* _Page extract_
Archive for February, 2005
February 26th, 2005 by Timothy
Below is last year’s ASUO Elections editorial, I think I might have, like, ESPN or something. Most prescient points in bold.
Weʼre Late, late, late for a date of minimal importance. With as much emphasis as the folks down in Suite Four place on the ASUO elections every winter or spring, one would think more of an effort would be made to ensure enough publicity for real student participation. Sadly, that is not the case. The elections are a fiasco every year, and this one has been no exception. The difference, however, is in the exact reason behind the newest chapter in the quite sad comedy of errors known as student governance.
The delays caused by the general incompetence of all parties involved are certainly well documented by this point. That doesnʼt really change from year to year. As of publication there were yet to be any grievances filed this cycle, but that will change.
With only 12 days of campaigning, however, these sorts of things are likely to play a smaller role than they have in past years. The major worry this go-round is Progressive Students Starting Today or PSST. Weʼre pretty sure that the PSST kids were really trying to play up the onomatopoeia because they think itʼs clever. Hereʼs a hint, folks, itʼs not clever, itʼs dumb.
Aside from a silly name, and politics just slightly left of your average radical Marxist, the progressives are getting quite preferential treatment from the current ASUO. Each of the PSST candidates is supported by Melton and Morales. Further, Melton is reportedly involved in many of the PSST campaigns. This, quite obviously, sets a bad precedent for the ASUO. The PSST will, undoubtedly, vote for every ethic, environmental, and left-leaning piece of fee-allocation available. Their answers in the ODE vis a vis viewpoint neutrality have been, to be polite, less than adequate. This makes us wonder what exactly would happen to groups that the PSST campaigners did not like.

* _Given entries_
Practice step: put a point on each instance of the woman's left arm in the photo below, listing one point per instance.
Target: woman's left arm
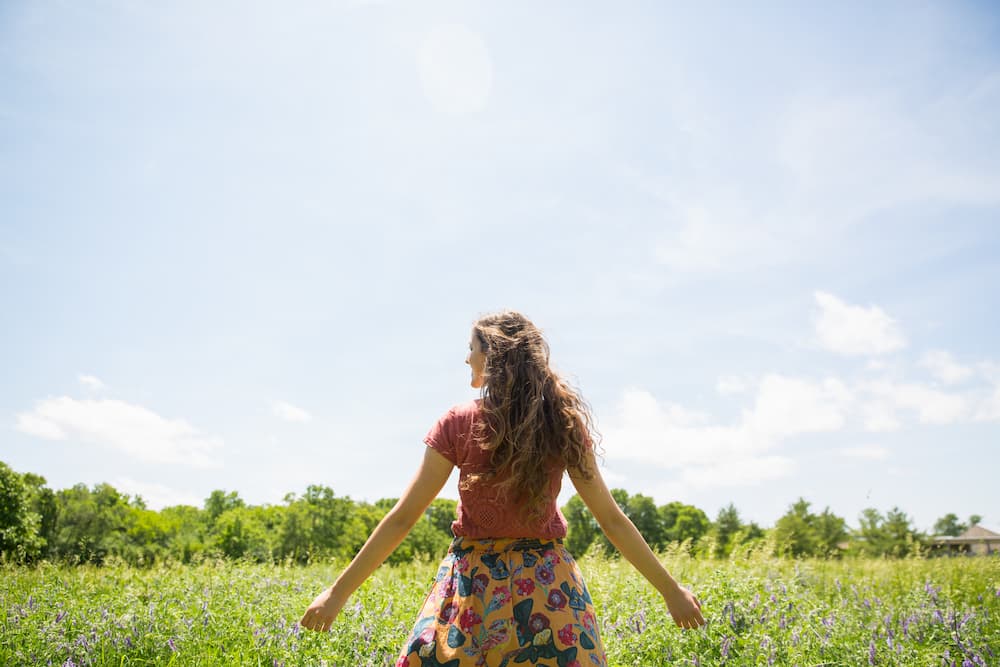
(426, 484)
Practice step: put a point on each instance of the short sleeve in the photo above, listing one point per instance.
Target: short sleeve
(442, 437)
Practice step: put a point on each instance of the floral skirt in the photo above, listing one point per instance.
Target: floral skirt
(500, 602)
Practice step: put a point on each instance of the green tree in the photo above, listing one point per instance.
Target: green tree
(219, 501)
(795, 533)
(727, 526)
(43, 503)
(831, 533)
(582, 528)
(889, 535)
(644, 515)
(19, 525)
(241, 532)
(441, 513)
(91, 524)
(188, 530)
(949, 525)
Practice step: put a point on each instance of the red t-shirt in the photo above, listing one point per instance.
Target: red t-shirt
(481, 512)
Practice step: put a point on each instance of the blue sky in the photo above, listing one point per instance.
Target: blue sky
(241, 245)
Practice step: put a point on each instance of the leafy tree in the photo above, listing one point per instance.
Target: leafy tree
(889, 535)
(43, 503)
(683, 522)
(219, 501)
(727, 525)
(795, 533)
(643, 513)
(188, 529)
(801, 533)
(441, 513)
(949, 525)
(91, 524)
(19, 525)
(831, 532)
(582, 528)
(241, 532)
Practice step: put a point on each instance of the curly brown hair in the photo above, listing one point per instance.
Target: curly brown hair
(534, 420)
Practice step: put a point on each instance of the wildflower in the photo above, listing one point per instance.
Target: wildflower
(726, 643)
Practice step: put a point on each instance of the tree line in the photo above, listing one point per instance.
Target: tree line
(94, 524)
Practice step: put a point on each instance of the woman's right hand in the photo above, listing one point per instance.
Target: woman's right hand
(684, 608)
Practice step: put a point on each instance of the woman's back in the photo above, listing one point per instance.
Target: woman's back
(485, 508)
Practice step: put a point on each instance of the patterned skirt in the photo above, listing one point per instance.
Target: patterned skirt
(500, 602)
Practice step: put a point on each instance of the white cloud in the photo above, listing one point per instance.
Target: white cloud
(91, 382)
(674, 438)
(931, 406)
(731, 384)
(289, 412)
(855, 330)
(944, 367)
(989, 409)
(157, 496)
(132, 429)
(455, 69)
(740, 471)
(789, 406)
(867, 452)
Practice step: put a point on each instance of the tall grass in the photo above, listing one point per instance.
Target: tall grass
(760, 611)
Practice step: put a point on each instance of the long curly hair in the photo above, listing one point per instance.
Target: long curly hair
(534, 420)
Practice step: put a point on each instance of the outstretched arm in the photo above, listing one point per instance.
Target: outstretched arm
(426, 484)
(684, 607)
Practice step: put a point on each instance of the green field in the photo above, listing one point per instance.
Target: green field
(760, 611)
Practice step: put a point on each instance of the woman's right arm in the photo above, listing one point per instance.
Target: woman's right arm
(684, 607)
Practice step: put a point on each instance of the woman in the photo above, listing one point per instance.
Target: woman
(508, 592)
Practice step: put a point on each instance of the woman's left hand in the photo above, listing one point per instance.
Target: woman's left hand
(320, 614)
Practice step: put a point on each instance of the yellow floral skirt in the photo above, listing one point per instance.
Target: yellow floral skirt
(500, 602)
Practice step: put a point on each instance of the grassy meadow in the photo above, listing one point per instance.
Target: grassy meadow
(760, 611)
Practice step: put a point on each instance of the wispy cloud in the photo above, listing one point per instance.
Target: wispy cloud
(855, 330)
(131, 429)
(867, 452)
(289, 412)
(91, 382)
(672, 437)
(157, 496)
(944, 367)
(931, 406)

* _Work instructions_
1. In the ASUO elections editorial, how many days of campaigning were there this cycle?
2. Carry on the ASUO elections editorial, starting after its final sentence.

* _Answers in order_
1. 12 days.

2.
Viewpoint neutrality, not of groups but of the process by which they are funded, is vitally important to the legal administration of the incidental fee. If the PSST bloc gets elected, and with the low turnout thereʼs a reasonable probability of that happening, groups with unpopular opinions could be in real trouble. The 11 PSST candidates would pose a large bloc of votes on Student Senate, PFC and the ADFC. With only 18 senators, and 10 PSST candidates, a simple majority would be quite easy to maintain. Even worse, the PSST would be only two senators away from a 2/3 voteunder the right circumstances two senators would be easy enough to persuade. If all of the PSST candidates are elected, they will be a nearly unstoppable bloc of power within the Student Senate. Further, the candidates who are under the PSST umbrella for PFC At-Large and ASPAC positions will give even more power to a rather narrow group of kids.
Control over Senate and PFC by the PSST would likely toss viewpoint neutrality out of the game completely. An even greater negative consequence is that the PSST would not likely represent the student body very well. Low turnout in ASUO elections is a constant problem, and the 10-15% of the student body that bothers voting is largely comprised of the same wonks who wish to hold office in the first place.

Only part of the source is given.